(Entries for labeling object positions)
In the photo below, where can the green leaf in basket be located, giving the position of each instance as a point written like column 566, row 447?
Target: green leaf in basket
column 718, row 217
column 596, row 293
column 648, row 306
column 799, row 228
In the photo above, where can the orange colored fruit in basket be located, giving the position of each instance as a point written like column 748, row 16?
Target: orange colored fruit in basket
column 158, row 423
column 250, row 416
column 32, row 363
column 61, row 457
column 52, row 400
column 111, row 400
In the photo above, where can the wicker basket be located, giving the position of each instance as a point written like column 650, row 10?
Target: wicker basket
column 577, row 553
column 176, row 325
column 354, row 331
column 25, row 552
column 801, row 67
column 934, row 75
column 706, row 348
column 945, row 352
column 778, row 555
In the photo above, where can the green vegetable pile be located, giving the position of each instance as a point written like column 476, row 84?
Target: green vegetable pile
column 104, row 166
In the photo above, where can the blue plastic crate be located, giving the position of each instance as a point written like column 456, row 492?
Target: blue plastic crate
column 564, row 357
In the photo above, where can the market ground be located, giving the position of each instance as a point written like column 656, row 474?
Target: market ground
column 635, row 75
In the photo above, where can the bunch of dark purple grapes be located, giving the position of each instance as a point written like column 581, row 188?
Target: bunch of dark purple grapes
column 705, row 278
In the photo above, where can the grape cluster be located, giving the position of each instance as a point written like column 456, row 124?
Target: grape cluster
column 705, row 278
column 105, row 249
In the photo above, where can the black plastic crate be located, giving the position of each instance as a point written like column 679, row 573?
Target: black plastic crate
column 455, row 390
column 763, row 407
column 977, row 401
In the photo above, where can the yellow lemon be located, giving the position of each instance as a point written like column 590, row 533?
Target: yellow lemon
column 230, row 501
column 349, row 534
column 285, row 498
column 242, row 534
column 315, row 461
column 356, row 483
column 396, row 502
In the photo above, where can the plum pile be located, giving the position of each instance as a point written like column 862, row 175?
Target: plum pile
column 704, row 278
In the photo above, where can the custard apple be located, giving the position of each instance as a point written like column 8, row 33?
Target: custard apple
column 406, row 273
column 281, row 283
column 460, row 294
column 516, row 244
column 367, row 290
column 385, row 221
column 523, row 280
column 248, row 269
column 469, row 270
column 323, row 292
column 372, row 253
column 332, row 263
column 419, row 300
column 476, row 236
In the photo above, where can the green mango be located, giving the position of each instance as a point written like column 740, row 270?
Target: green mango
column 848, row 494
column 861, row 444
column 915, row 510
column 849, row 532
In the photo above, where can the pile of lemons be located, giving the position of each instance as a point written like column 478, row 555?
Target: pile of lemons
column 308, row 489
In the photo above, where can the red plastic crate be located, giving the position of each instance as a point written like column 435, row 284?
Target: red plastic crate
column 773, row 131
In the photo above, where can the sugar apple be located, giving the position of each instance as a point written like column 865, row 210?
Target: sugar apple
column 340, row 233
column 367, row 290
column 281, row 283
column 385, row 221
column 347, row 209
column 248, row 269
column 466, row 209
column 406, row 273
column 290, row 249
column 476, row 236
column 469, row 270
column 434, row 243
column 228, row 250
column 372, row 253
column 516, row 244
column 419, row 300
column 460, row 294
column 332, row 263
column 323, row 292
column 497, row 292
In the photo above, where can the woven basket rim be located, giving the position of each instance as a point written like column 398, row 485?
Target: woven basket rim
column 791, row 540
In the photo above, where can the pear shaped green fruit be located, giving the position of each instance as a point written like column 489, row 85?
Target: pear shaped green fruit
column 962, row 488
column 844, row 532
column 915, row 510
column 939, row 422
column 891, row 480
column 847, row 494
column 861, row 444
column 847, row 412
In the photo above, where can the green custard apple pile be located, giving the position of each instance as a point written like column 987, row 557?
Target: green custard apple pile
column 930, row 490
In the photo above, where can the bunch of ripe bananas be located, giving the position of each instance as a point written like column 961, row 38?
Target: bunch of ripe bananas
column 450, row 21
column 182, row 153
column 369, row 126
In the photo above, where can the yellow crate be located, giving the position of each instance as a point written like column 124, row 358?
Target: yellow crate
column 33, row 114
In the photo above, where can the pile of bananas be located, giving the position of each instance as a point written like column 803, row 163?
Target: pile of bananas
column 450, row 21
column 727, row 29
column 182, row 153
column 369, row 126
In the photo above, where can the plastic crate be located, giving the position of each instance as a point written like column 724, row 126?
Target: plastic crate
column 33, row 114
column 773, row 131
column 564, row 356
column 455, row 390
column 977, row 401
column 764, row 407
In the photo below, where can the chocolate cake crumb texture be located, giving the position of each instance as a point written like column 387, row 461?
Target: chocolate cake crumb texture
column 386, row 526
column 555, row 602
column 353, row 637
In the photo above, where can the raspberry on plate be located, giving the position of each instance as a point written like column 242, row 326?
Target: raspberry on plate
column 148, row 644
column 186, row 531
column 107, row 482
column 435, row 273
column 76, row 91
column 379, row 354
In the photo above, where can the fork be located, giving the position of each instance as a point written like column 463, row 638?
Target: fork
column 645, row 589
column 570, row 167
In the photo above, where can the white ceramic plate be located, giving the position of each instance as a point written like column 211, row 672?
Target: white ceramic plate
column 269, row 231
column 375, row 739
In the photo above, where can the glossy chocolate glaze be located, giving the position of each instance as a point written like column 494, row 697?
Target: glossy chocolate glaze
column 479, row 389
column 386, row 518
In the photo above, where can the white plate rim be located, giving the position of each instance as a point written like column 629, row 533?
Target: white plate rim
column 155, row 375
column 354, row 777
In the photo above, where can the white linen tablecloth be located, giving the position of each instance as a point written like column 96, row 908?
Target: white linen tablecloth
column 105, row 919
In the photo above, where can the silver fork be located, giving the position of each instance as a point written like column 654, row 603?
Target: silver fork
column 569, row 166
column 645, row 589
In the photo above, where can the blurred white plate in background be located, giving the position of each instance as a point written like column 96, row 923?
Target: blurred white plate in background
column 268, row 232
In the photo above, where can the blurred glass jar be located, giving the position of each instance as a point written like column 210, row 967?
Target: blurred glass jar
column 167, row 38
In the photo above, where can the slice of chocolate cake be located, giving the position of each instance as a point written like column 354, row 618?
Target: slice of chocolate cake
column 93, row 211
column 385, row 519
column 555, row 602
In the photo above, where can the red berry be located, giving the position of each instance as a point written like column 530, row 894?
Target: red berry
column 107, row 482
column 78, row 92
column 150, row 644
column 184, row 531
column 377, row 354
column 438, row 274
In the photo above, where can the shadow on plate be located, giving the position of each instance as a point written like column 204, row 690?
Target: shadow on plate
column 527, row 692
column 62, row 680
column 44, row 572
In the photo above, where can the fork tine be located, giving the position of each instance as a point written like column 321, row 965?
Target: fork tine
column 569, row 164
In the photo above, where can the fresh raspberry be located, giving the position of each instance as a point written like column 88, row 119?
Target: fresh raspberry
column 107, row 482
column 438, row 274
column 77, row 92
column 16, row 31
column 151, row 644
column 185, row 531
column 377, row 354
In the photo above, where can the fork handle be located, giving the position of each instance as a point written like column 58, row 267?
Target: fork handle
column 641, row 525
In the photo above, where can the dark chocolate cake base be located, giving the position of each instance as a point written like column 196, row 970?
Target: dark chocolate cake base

• Exercise task: Lay out every line of the entries above as a Markdown table with two columns, Row and Line. Give each line a row number and omit any blank lines.

• Solution to this problem:
| Row | Line |
|---|---|
| 1 | In the photo below, where can the green leaf in basket be located, giving the position of each instance as a point written like column 566, row 447? |
| 2 | Target: green leaf in basket |
| 3 | column 718, row 217 |
| 4 | column 596, row 293 |
| 5 | column 648, row 306 |
| 6 | column 799, row 228 |
| 7 | In the photo above, where can the orange colored fruit in basket be located, giving the position of each instance as a point written like column 748, row 16? |
| 8 | Target: orange colored fruit in basket |
| 9 | column 158, row 423 |
| 10 | column 250, row 416 |
| 11 | column 32, row 363 |
| 12 | column 61, row 457 |
| 13 | column 52, row 400 |
| 14 | column 111, row 400 |
| 15 | In the photo above, where can the wicker basket be located, giving the position of each instance as a point written like column 650, row 10? |
| 16 | Target: wicker basket |
| 17 | column 577, row 553 |
| 18 | column 176, row 325 |
| 19 | column 354, row 331 |
| 20 | column 25, row 552 |
| 21 | column 801, row 67 |
| 22 | column 934, row 75 |
| 23 | column 706, row 348 |
| 24 | column 945, row 352 |
| 25 | column 778, row 555 |
| 26 | In the photo above, where can the green vegetable pile be located, giving the position of each instance as a point written like column 476, row 84? |
| 27 | Target: green vegetable pile |
| 28 | column 104, row 166 |
| 29 | In the photo above, where can the blue plastic crate be located, giving the position of each instance as a point written like column 456, row 492? |
| 30 | Target: blue plastic crate |
| 31 | column 564, row 357 |
| 32 | In the photo above, where can the market ground be located, giving the position of each instance as a point written like column 656, row 474? |
| 33 | Target: market ground |
| 34 | column 635, row 75 |
| 35 | In the photo above, where can the bunch of dark purple grapes be located, giving the position of each instance as a point written like column 581, row 188? |
| 36 | Target: bunch of dark purple grapes |
| 37 | column 705, row 278 |
| 38 | In the photo above, where can the grape cluster be located, giving the position of each instance as a point written like column 456, row 124? |
| 39 | Target: grape cluster |
| 40 | column 705, row 278 |
| 41 | column 105, row 249 |
| 42 | In the photo above, where can the black plastic crate be located, giving the position of each instance as a point written like column 679, row 573? |
| 43 | Target: black plastic crate |
| 44 | column 455, row 390 |
| 45 | column 763, row 407 |
| 46 | column 977, row 401 |
| 47 | In the photo above, where can the yellow lemon be located, giving the position of each instance as a point written like column 590, row 533? |
| 48 | Target: yellow lemon |
| 49 | column 230, row 501 |
| 50 | column 349, row 534 |
| 51 | column 285, row 498 |
| 52 | column 242, row 534 |
| 53 | column 315, row 461 |
| 54 | column 356, row 483 |
| 55 | column 396, row 502 |
| 56 | In the photo above, where can the plum pile be located, giving the position of each instance as a point written like column 862, row 175? |
| 57 | Target: plum pile |
| 58 | column 704, row 278 |
| 59 | In the photo above, where can the custard apple be located, giving the position of each instance as a point written like column 8, row 33? |
| 60 | Target: custard apple |
| 61 | column 406, row 273 |
| 62 | column 281, row 283 |
| 63 | column 460, row 294 |
| 64 | column 516, row 244 |
| 65 | column 367, row 290 |
| 66 | column 385, row 221 |
| 67 | column 523, row 280 |
| 68 | column 248, row 269 |
| 69 | column 469, row 270 |
| 70 | column 323, row 292 |
| 71 | column 372, row 253 |
| 72 | column 332, row 263 |
| 73 | column 419, row 300 |
| 74 | column 476, row 236 |
| 75 | In the photo above, where can the green mango be located, giving the position of each instance as a point written like column 740, row 270? |
| 76 | Target: green mango |
| 77 | column 848, row 494 |
| 78 | column 861, row 444 |
| 79 | column 915, row 510 |
| 80 | column 849, row 532 |
| 81 | In the photo above, where can the pile of lemons be located, giving the position of each instance as a point written like column 478, row 555? |
| 82 | Target: pile of lemons |
| 83 | column 308, row 489 |
| 84 | In the photo above, where can the red plastic crate be located, giving the position of each instance as a point written like column 435, row 284? |
| 85 | Target: red plastic crate |
| 86 | column 773, row 131 |
| 87 | In the photo above, where can the sugar apple be located, giving the position of each instance as a point written like column 865, row 210? |
| 88 | Target: sugar apple |
| 89 | column 340, row 233 |
| 90 | column 367, row 290 |
| 91 | column 281, row 283 |
| 92 | column 385, row 221 |
| 93 | column 347, row 209 |
| 94 | column 248, row 269 |
| 95 | column 466, row 209 |
| 96 | column 406, row 273 |
| 97 | column 290, row 249 |
| 98 | column 476, row 236 |
| 99 | column 469, row 270 |
| 100 | column 434, row 243 |
| 101 | column 228, row 250 |
| 102 | column 372, row 253 |
| 103 | column 516, row 244 |
| 104 | column 419, row 300 |
| 105 | column 460, row 294 |
| 106 | column 332, row 263 |
| 107 | column 323, row 292 |
| 108 | column 497, row 292 |
| 109 | In the photo above, where can the woven basket rim be located, giving the position of each instance as a point written like column 398, row 485? |
| 110 | Target: woven basket rim |
| 111 | column 791, row 540 |
| 112 | In the photo above, where can the pear shaped green fruit be located, giving the position of each instance as a point written like column 489, row 85? |
| 113 | Target: pear shaped green fruit |
| 114 | column 962, row 488 |
| 115 | column 844, row 532 |
| 116 | column 915, row 510 |
| 117 | column 939, row 422 |
| 118 | column 891, row 480 |
| 119 | column 847, row 494 |
| 120 | column 861, row 444 |
| 121 | column 847, row 412 |
| 122 | In the photo above, where can the green custard apple pile be located, giving the position of each instance as a point written like column 987, row 557? |
| 123 | Target: green custard apple pile |
| 124 | column 930, row 490 |
| 125 | In the photo above, where can the bunch of ripe bananas be located, giving the position of each instance as a point written like column 961, row 38? |
| 126 | Target: bunch of ripe bananas |
| 127 | column 450, row 21 |
| 128 | column 182, row 153 |
| 129 | column 369, row 126 |
| 130 | In the photo above, where can the yellow crate be located, giving the position of each instance as a point written like column 124, row 358? |
| 131 | Target: yellow crate |
| 132 | column 33, row 114 |
| 133 | In the photo above, where can the pile of bananas be located, giving the position of each instance as a point written like column 803, row 163? |
| 134 | Target: pile of bananas |
| 135 | column 450, row 21 |
| 136 | column 727, row 29 |
| 137 | column 182, row 153 |
| 138 | column 369, row 126 |
| 139 | In the photo above, where can the plastic crate be located, giving the position of each instance as a point written like column 724, row 126? |
| 140 | Target: plastic crate |
| 141 | column 33, row 114 |
| 142 | column 773, row 131 |
| 143 | column 564, row 356 |
| 144 | column 455, row 390 |
| 145 | column 977, row 401 |
| 146 | column 764, row 407 |
| 147 | In the photo below, where can the chocolate cake crumb texture be located, giving the position of each instance as a point written like column 387, row 461? |
| 148 | Target: chocolate cake crumb texture |
| 149 | column 386, row 526 |
| 150 | column 555, row 602 |
| 151 | column 353, row 637 |
| 152 | In the photo above, where can the raspberry on plate be located, giving the position of each instance as a point written like column 242, row 326? |
| 153 | Target: raspberry on plate |
| 154 | column 148, row 644 |
| 155 | column 186, row 531 |
| 156 | column 107, row 482 |
| 157 | column 435, row 273 |
| 158 | column 76, row 91 |
| 159 | column 379, row 354 |
| 160 | In the photo above, where can the fork be located, giving the position of each instance as a point written like column 463, row 638? |
| 161 | Target: fork |
| 162 | column 645, row 589 |
| 163 | column 570, row 167 |
| 164 | In the photo above, where can the white ceramic plate be located, giving the position of each instance as a point written like column 211, row 672? |
| 165 | Target: white ceramic plate |
| 166 | column 269, row 231 |
| 167 | column 375, row 739 |
| 168 | In the photo above, where can the glossy chocolate glaze be located, giving the position of each instance as a point written like column 494, row 697? |
| 169 | Target: glossy chocolate glaze |
| 170 | column 479, row 389 |
| 171 | column 386, row 518 |
| 172 | In the photo above, where can the white plate rim be located, giving the position of each instance as a point written like column 629, row 533? |
| 173 | Target: white plate rim |
| 174 | column 155, row 375 |
| 175 | column 354, row 777 |
| 176 | In the photo above, where can the white linen tablecloth be located, giving the position of each instance as a point written like column 96, row 908? |
| 177 | Target: white linen tablecloth |
| 178 | column 105, row 919 |
| 179 | In the photo above, where can the silver fork be located, giving the position of each instance as a point written like column 654, row 603? |
| 180 | Target: silver fork |
| 181 | column 569, row 166 |
| 182 | column 645, row 589 |
| 183 | In the photo above, where can the blurred white plate in background be located, giving the position of each instance as a point written like column 96, row 923? |
| 184 | Target: blurred white plate in background |
| 185 | column 268, row 232 |
| 186 | In the photo above, where can the blurred glass jar be located, giving the position of each instance as a point written like column 210, row 967? |
| 187 | Target: blurred glass jar |
| 188 | column 167, row 38 |
| 189 | In the photo above, where can the slice of chocolate cake be located, giving the position of each instance as a point written like column 354, row 618? |
| 190 | Target: slice of chocolate cake |
| 191 | column 93, row 211 |
| 192 | column 385, row 519 |
| 193 | column 555, row 602 |
| 194 | In the photo above, where can the red berry be located, giving the position of each instance as a point written like column 530, row 894? |
| 195 | Target: red berry |
| 196 | column 107, row 482 |
| 197 | column 78, row 92 |
| 198 | column 150, row 644 |
| 199 | column 184, row 531 |
| 200 | column 377, row 354 |
| 201 | column 438, row 274 |
| 202 | In the photo above, where can the shadow on plate be located, giving the position of each instance as a point written like column 204, row 690? |
| 203 | Target: shadow on plate |
| 204 | column 527, row 692 |
| 205 | column 62, row 680 |
| 206 | column 44, row 572 |
| 207 | In the photo above, where can the fork tine be located, giving the position of each instance as a point written like column 321, row 965? |
| 208 | Target: fork tine |
| 209 | column 569, row 164 |
| 210 | In the photo above, where can the fresh raspberry be located, giving the position of each instance as a point written like column 88, row 119? |
| 211 | Target: fresh raspberry |
| 212 | column 107, row 482 |
| 213 | column 438, row 274 |
| 214 | column 77, row 92 |
| 215 | column 16, row 31 |
| 216 | column 151, row 644 |
| 217 | column 185, row 531 |
| 218 | column 377, row 354 |
| 219 | In the photo above, where can the fork handle be located, giving the position of each instance as a point written like column 58, row 267? |
| 220 | Target: fork handle |
| 221 | column 641, row 525 |
| 222 | In the photo above, where can the dark chocolate cake base be located, giving the position of each instance as a point written like column 196, row 970? |
| 223 | Target: dark chocolate cake base |